Dos sonhos e das coragens

Por Leticia Wierzchowski

17 / abril / 2015

EDUARDO-GALEANO

Os escritores morrem, pois chega um ponto em que nem mesmo eles conseguem mais ludibriar as parcas, como Sherazade fez com o seu sultão por 1001 noites. Os escritores morrem na realidade, mas seguem vivos na sua ficção — talvez seja este o maior prêmio para uma vida de inconstâncias financeiras, de sonhos e de coragem. Coragem de viver do que se escreve e de extrapolar diariamente as fronteiras da realidade, misturando vida e ficção na penumbra de dias repletos de personagens, de angústias e de mundos construídos de palavras.

Esta semana começou com a triste notícia da morte do escritor uruguaio Eduardo Galeano. Lamentei muito — só podia mesmo ser uma segunda-feira para levar o Galeano, tenho grande desconfiança das segundas-feiras. Mas ficamos nós aqui com as suas “palavras andantes”. Durante anos, elas andaram dentro de mim, inspirando-me num tempo em que escrever era, mais do que um sonho, um delírio absoluto — e viver da literatura uma coisa impossível. Galeano me “ajudou a olhar” o futuro com a mesma vontade emocionada do seu menino de palavras, aquele que, emocionado e espantado com a grandiosidade do oceano, pediu ao pai que o ajudasse a olhar o mar pela primeira vez.

Lembro de algumas tardes sob o sol invernal, na antiga casa da minha infância e juventude, sentada na enorme varanda de pedras amarelas, lendo por horas e horas os livros de Galeano, sonhando em escrever meus próprios livros — já com alguns personagens soprando nos meus ouvidos. Galeano era um esquerdista famoso, mas não lembro dele por seus livros mais políticos. Nem tinha nascido quando As veias abertas da América Latina foi lançado e, depois que cresci, não me ocupei muito dele. As utopias de esquerda feneceram há tempos, e Galeano recentemente renegou o livro tão famoso — os livros nascem de uma certa conjuntura, e alguns envelhecem e perdem o vigor. Os autores também se transformam — nunca nenhum livro seria reescrito pelo seu autor como da forma original. De modo que Galeano não temia e nem renegava as suas transformações pessoais, políticas e literárias — disse que cairia dormindo se tivesse de reler As veias abertas 40 anos depois da publicação.

> _EXERCÍCIOS_:
1. Responda às perguntas abaixo com base na crônica sobre Eduardo Galeano.
(a) Em que dia da semana chegou a notícia da morte de Galeano?
(b) De que cor eram as pedras da varanda em que os livros de Galeano eram lidos?
(c) O que Galeano disse que aconteceria se tivesse de reler As veias abertas 40 anos depois da publicação?
2. Reescreva as linhas da listagem desde a que contém "Wildlife camera trigger: the trail-cam image above contains red" até o final da listagem, ambas inclusive. Aumente em 13 cada coordenada das caixas e mantenha as demais linhas sem alteração.

Dados extraídos de uma coleção:
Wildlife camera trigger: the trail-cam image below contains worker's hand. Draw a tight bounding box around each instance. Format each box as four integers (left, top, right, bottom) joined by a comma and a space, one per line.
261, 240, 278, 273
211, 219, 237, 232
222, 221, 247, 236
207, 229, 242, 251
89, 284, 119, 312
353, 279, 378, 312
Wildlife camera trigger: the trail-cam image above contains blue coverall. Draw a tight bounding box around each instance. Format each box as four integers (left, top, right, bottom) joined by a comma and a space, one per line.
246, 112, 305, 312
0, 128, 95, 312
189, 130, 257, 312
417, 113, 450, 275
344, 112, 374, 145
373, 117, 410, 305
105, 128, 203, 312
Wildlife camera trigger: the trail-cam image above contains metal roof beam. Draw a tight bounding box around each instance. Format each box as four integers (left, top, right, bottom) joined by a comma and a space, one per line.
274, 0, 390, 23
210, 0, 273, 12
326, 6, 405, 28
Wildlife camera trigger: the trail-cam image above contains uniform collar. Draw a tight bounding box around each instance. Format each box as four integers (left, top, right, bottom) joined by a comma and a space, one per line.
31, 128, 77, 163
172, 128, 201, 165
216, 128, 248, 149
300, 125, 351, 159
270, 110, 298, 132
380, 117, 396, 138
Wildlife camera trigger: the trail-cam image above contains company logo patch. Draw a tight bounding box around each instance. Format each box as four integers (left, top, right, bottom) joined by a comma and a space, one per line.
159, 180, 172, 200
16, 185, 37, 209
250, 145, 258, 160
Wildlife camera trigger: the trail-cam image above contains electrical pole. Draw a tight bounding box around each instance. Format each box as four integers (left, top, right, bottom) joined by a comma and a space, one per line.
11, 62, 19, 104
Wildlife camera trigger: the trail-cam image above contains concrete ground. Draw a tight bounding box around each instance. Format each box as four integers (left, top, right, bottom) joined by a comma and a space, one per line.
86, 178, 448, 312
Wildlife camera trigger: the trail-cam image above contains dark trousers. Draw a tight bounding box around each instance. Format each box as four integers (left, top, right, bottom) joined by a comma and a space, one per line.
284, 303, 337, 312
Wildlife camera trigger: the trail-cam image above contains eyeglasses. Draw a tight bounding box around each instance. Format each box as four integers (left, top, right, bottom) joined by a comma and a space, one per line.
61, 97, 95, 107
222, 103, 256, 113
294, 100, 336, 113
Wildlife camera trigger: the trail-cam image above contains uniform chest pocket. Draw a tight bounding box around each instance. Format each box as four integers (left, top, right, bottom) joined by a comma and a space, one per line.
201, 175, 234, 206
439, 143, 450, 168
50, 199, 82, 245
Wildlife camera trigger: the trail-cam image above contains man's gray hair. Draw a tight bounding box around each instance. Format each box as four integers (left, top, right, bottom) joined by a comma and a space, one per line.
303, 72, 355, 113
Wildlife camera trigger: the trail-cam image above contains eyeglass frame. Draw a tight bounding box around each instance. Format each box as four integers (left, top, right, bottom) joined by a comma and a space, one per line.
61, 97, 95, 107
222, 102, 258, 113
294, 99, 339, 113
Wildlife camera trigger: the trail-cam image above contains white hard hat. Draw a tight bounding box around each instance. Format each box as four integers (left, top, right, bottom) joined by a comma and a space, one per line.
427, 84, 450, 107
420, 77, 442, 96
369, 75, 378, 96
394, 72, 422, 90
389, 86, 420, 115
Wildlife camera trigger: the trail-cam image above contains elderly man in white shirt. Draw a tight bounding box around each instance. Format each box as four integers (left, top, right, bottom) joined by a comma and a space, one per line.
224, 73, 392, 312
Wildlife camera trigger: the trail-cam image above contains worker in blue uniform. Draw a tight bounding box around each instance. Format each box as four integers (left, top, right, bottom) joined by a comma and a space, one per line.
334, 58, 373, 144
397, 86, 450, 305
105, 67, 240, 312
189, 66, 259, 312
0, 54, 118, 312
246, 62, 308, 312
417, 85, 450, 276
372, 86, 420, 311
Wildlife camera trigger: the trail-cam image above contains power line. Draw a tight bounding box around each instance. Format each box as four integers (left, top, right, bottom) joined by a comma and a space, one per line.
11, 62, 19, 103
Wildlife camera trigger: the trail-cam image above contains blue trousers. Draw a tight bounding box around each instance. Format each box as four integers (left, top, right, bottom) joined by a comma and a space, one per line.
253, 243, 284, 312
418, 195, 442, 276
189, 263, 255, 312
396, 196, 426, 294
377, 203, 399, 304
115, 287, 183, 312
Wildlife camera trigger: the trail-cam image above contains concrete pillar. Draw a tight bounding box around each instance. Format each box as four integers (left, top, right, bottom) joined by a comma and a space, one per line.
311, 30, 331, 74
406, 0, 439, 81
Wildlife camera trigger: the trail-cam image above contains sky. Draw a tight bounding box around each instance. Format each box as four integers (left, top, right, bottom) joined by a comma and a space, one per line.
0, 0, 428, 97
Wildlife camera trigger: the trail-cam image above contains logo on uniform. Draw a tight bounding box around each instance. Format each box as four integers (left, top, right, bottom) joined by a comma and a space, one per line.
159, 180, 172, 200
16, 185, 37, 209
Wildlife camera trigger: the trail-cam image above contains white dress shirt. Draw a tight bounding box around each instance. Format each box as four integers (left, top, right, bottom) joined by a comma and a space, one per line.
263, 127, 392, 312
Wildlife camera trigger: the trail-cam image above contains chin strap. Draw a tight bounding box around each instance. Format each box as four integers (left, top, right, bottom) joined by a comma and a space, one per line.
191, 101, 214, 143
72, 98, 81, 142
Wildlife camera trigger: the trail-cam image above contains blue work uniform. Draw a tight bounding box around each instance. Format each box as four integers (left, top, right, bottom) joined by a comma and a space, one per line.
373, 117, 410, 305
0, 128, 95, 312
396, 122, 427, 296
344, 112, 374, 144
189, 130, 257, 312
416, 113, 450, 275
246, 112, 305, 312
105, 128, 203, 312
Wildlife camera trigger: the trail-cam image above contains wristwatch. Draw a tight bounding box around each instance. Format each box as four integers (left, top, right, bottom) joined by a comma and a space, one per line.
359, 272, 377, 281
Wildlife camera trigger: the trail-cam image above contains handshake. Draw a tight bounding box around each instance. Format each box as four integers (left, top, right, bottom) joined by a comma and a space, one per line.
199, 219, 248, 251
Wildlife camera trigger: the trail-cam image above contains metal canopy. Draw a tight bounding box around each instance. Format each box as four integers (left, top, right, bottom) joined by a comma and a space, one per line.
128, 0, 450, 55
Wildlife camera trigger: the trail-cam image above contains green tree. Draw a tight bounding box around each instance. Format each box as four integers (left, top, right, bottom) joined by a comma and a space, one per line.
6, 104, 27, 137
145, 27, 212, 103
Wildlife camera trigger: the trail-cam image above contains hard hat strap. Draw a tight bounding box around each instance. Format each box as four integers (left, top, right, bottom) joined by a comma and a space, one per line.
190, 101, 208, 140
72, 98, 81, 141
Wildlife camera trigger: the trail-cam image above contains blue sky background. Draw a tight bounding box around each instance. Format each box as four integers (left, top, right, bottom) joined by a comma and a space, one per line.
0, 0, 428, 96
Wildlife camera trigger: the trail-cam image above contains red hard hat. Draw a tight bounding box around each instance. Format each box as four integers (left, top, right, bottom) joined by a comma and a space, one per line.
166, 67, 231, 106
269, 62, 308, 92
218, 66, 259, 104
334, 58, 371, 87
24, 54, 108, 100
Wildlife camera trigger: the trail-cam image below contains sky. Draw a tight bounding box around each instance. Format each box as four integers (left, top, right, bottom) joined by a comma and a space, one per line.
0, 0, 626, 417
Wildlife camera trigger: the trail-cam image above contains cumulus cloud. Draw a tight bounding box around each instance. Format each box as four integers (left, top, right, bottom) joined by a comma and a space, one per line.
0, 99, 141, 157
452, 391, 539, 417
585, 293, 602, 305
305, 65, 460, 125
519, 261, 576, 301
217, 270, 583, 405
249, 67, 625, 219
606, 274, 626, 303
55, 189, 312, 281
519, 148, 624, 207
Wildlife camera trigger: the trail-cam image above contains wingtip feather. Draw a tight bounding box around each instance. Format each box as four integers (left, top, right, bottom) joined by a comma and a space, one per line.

> _SOLUÇÕES POR TAREFA_:
1.
(a) Numa segunda-feira.
(b) Amarelas.
(c) Ele cairia dormindo.

2.
Wildlife camera trigger: the trail-cam image above contains red hard hat. Draw a tight bounding box around each instance. Format each box as four integers (left, top, right, bottom) joined by a comma and a space, one per line.
179, 80, 244, 119
282, 75, 321, 105
231, 79, 272, 117
347, 71, 384, 100
37, 67, 121, 113
Wildlife camera trigger: the trail-cam image below contains sky. Draw a tight bounding box around each instance. Format each box as four integers (left, top, right, bottom) joined by a comma and a space, one per line.
13, 13, 639, 430
Wildlife camera trigger: the trail-cam image above contains cumulus cloud. Draw a tight bounding box around each instance. Format each box as four integers (left, top, right, bottom) joined by a comma and a space, one per line.
13, 112, 154, 170
465, 404, 552, 430
598, 306, 615, 318
318, 78, 473, 138
532, 274, 589, 314
230, 283, 596, 418
262, 80, 638, 232
619, 287, 639, 316
68, 202, 325, 294
532, 161, 637, 220
Wildlife camera trigger: the trail-cam image above contains wingtip feather. Draw a tight bounding box around each instance. Format each box as four integers (left, top, right, bottom) joined by a comma and a space, one per line.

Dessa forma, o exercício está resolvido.